_Text block_.
——

Strop was originally signed as an international free agent by the Colorado Rockies in 2002. Strop was a position player in the Rockies minor league system from 2002 to 2005, primarily playing shortstop. Strop moved from shortstop to pitching in 2006 due to posting poor hitting numbers.[1] His tenure in the Rockies organization ended with his release by the Rockies on September 19, 2008.

Texas Rangers

Strop was signed by the Texas Rangers as a free agent on September 23, 2008. On August 28, 2009 Pedro made his MLB debut and struck out his first batter, the Twins star catcher Joe Mauer. Pedro Strop appeared in seven games in 2009, pitching seven innings. He gave up six hits, six runs, and four walks and had an ERA of 7.71. He struck out nine batters as well.

Strop pitched one game in June 2010, on the second against the White Sox in which he struck out one batter, and walked a batter and went back to the minors. In a trade the Texas Rangers made that sent Bengie Molina to the team, Pedro Strop was rewarded with the empty roster spot. He pitched in three games before returning to the minors when other trades were made. As of his last appearance on July 9 against Baltimore, he appeared in four games overall in the 2010 season, pitching 3.2 innings while giving up three hits and a run. He has walked three batters and struck out three batters.

——

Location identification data
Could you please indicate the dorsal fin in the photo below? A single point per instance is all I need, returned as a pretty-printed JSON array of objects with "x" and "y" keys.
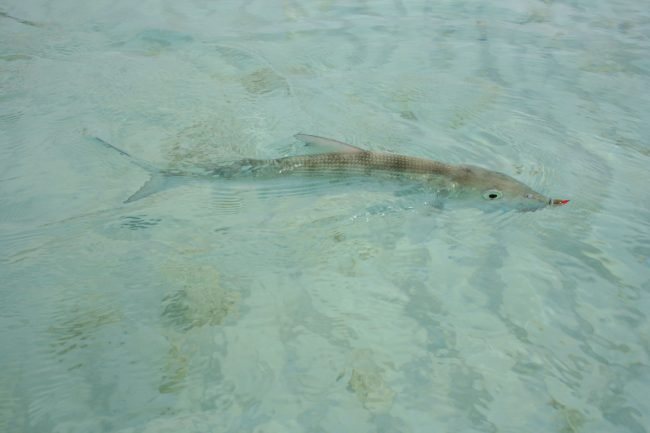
[{"x": 328, "y": 144}]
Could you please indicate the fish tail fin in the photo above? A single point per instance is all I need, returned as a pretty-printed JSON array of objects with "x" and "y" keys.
[
  {"x": 328, "y": 144},
  {"x": 158, "y": 181},
  {"x": 137, "y": 161}
]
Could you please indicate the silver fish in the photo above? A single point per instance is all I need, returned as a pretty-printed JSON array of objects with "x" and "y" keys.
[{"x": 477, "y": 184}]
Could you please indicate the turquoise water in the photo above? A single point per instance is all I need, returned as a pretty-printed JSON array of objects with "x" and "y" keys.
[{"x": 312, "y": 305}]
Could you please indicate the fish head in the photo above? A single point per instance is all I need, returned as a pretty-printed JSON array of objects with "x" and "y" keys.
[{"x": 499, "y": 191}]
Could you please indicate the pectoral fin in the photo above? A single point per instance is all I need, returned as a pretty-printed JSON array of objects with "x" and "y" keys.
[{"x": 328, "y": 144}]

——

_Task_. Condense the paragraph of the Pedro Strop text that begins "Strop was signed by the Texas Rangers" into a short bulleted list that keeps its main facts.

_Response below_.
- Signed by the Texas Rangers as a free agent on September 23, 2008
- Made his MLB debut on August 28, 2009, striking out his first batter, Twins catcher Joe Mauer
- 2009 season: seven games, seven innings pitched
- Allowed six hits, six runs and four walks, with a 7.71 ERA
- Recorded nine strikeouts